TASK STATEMENT: Count the lines in the entries below that contain the string "plumage", matching case exactly. Give only the number.

Mask labeling entries:
* * *

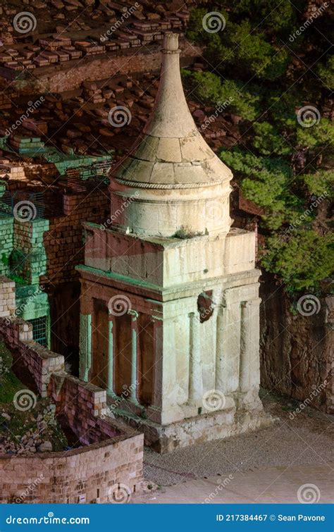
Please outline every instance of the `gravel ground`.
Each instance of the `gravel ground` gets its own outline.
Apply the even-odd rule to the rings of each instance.
[[[159,485],[171,485],[233,471],[271,466],[326,464],[334,460],[334,416],[311,408],[294,419],[297,402],[264,392],[265,410],[280,418],[268,428],[227,440],[158,454],[146,449],[144,475]]]

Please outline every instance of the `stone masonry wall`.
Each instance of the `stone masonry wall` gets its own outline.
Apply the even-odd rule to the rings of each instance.
[[[64,195],[64,216],[51,218],[44,235],[47,282],[58,284],[78,278],[75,266],[84,261],[82,223],[102,223],[109,216],[108,191],[101,190]]]
[[[35,218],[30,221],[14,222],[13,247],[25,256],[19,259],[17,274],[30,283],[38,283],[40,276],[47,268],[47,256],[43,245],[43,235],[49,227],[49,221]],[[22,268],[20,266],[22,264]]]
[[[0,216],[0,274],[8,275],[9,267],[8,259],[13,250],[13,216]]]
[[[198,47],[190,44],[185,40],[182,43],[184,49],[182,56],[183,66],[187,66],[193,62],[194,58],[200,54]],[[32,87],[36,94],[44,92],[63,92],[64,91],[78,89],[82,81],[86,80],[103,80],[111,78],[117,73],[122,74],[135,74],[147,70],[147,61],[149,61],[151,71],[159,70],[161,66],[160,46],[155,50],[151,47],[147,52],[133,53],[130,49],[128,52],[123,51],[121,54],[107,56],[102,54],[96,58],[82,58],[78,61],[68,61],[67,68],[35,69],[33,79],[28,78],[27,82],[21,82],[18,89],[21,94],[32,94]],[[78,63],[78,64],[76,64]],[[67,71],[66,71],[67,70]]]
[[[14,358],[29,371],[39,393],[47,397],[51,374],[64,368],[63,357],[34,342],[32,326],[20,318],[0,318],[0,333]]]
[[[140,489],[143,435],[106,416],[106,391],[66,373],[63,357],[33,342],[30,324],[8,314],[0,318],[5,343],[85,446],[38,456],[0,455],[0,502],[106,503],[120,485],[130,498]]]
[[[118,484],[129,493],[142,479],[142,435],[66,452],[0,455],[0,502],[110,502]]]

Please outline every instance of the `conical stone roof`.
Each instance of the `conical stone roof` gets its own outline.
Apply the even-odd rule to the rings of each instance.
[[[180,73],[178,36],[166,33],[159,88],[142,135],[113,178],[128,186],[192,188],[232,178],[199,132],[185,100]]]

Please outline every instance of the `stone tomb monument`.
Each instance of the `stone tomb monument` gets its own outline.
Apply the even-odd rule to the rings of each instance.
[[[166,33],[149,122],[85,223],[80,376],[170,452],[270,422],[259,398],[255,233],[230,228],[232,174],[199,133]],[[112,223],[111,223],[112,222]]]

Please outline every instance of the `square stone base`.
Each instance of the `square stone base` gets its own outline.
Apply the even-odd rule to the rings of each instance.
[[[274,419],[262,409],[222,410],[191,419],[159,425],[128,412],[115,412],[128,425],[144,433],[144,445],[161,454],[211,440],[236,436],[270,426]]]

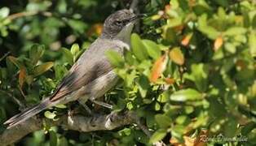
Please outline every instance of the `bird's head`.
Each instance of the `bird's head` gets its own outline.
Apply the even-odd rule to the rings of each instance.
[[[144,15],[137,15],[123,9],[110,15],[104,21],[102,36],[104,38],[125,39],[130,36],[135,20]]]

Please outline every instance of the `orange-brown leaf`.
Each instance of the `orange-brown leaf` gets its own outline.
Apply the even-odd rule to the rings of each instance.
[[[174,84],[174,83],[175,83],[175,79],[174,78],[165,78],[165,81],[168,84]]]
[[[172,49],[169,53],[170,58],[176,64],[183,65],[185,62],[184,55],[179,47]]]
[[[187,46],[191,40],[192,36],[192,33],[189,33],[188,35],[186,35],[183,39],[181,41],[181,44],[184,46]]]
[[[20,88],[22,88],[25,78],[26,78],[26,69],[24,67],[21,67],[20,70],[20,74],[19,74],[19,84],[20,84]]]
[[[163,56],[160,57],[153,64],[150,76],[151,82],[156,82],[160,77],[161,74],[165,71],[167,62],[166,57],[167,55],[164,54]]]
[[[174,146],[205,146],[206,141],[205,139],[207,138],[208,131],[201,131],[200,134],[194,138],[189,137],[188,135],[183,135],[183,143],[179,143],[178,140],[176,140],[174,137],[172,137],[170,140],[170,143],[171,145]]]
[[[222,36],[219,36],[217,37],[217,39],[214,41],[214,51],[217,51],[223,44],[223,38]]]

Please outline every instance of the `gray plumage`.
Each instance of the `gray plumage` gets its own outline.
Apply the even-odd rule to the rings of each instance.
[[[129,10],[121,10],[109,15],[104,22],[101,36],[74,63],[55,92],[38,105],[7,120],[5,122],[8,124],[7,128],[55,105],[77,100],[83,103],[88,99],[94,101],[112,88],[118,77],[113,71],[105,53],[113,49],[122,55],[124,49],[129,49],[135,20],[140,17]]]

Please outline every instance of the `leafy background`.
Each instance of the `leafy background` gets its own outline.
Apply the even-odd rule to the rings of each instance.
[[[22,101],[20,105],[29,106],[50,95],[100,34],[104,19],[129,2],[2,1],[0,122],[19,112],[13,97]],[[108,52],[123,81],[104,100],[115,105],[116,111],[136,111],[152,136],[132,125],[90,133],[46,127],[18,145],[148,145],[160,140],[174,145],[205,145],[199,140],[202,135],[236,138],[209,141],[211,145],[256,144],[255,2],[139,2],[139,11],[148,18],[140,23],[139,36],[131,36],[131,51],[125,58]],[[76,105],[42,114],[57,120]]]

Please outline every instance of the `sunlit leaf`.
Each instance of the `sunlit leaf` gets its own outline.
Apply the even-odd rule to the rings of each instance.
[[[166,131],[164,129],[160,129],[157,131],[150,138],[149,143],[152,144],[161,140],[166,135]]]
[[[223,44],[223,38],[222,36],[219,36],[214,41],[214,49],[217,51]]]
[[[69,65],[72,66],[74,62],[73,62],[73,56],[71,54],[71,52],[66,48],[62,48],[61,50],[64,54],[64,59],[68,62]]]
[[[184,55],[179,47],[172,49],[169,53],[169,56],[170,60],[172,60],[178,65],[182,66],[185,62]]]
[[[19,84],[20,88],[22,88],[23,84],[26,78],[26,69],[24,67],[20,68],[19,74]]]
[[[33,65],[36,65],[41,57],[43,55],[45,50],[45,46],[41,45],[32,45],[29,50],[29,58]]]
[[[166,128],[170,126],[171,119],[165,114],[157,114],[155,115],[155,119],[161,127]]]
[[[143,42],[147,48],[148,55],[151,58],[157,59],[161,56],[161,49],[157,44],[149,40],[143,40]]]
[[[192,36],[192,33],[186,35],[183,39],[181,41],[181,45],[187,46],[189,44],[189,41]]]
[[[44,113],[46,118],[49,119],[54,119],[56,117],[55,112],[46,111]]]
[[[135,57],[143,61],[148,58],[148,52],[145,45],[142,42],[139,35],[133,33],[131,35],[131,49]]]
[[[176,101],[196,101],[202,99],[202,94],[196,90],[188,88],[174,92],[170,96],[170,100]]]
[[[76,56],[79,53],[78,44],[73,44],[70,49],[70,52],[73,54],[73,56]]]
[[[7,58],[17,67],[21,68],[23,66],[19,62],[17,58],[15,58],[13,56],[8,56]]]
[[[117,51],[108,50],[106,52],[106,56],[113,66],[118,67],[124,66],[124,59]]]
[[[33,75],[38,76],[41,74],[50,70],[53,67],[54,63],[52,62],[47,62],[37,66],[33,71]]]
[[[50,146],[56,146],[58,142],[58,137],[54,131],[50,131]]]
[[[153,64],[150,81],[154,83],[157,80],[157,79],[161,76],[161,73],[165,71],[166,64],[167,64],[167,55],[165,54],[160,57]]]

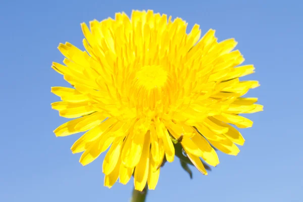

* * *

TASK RESULT: 2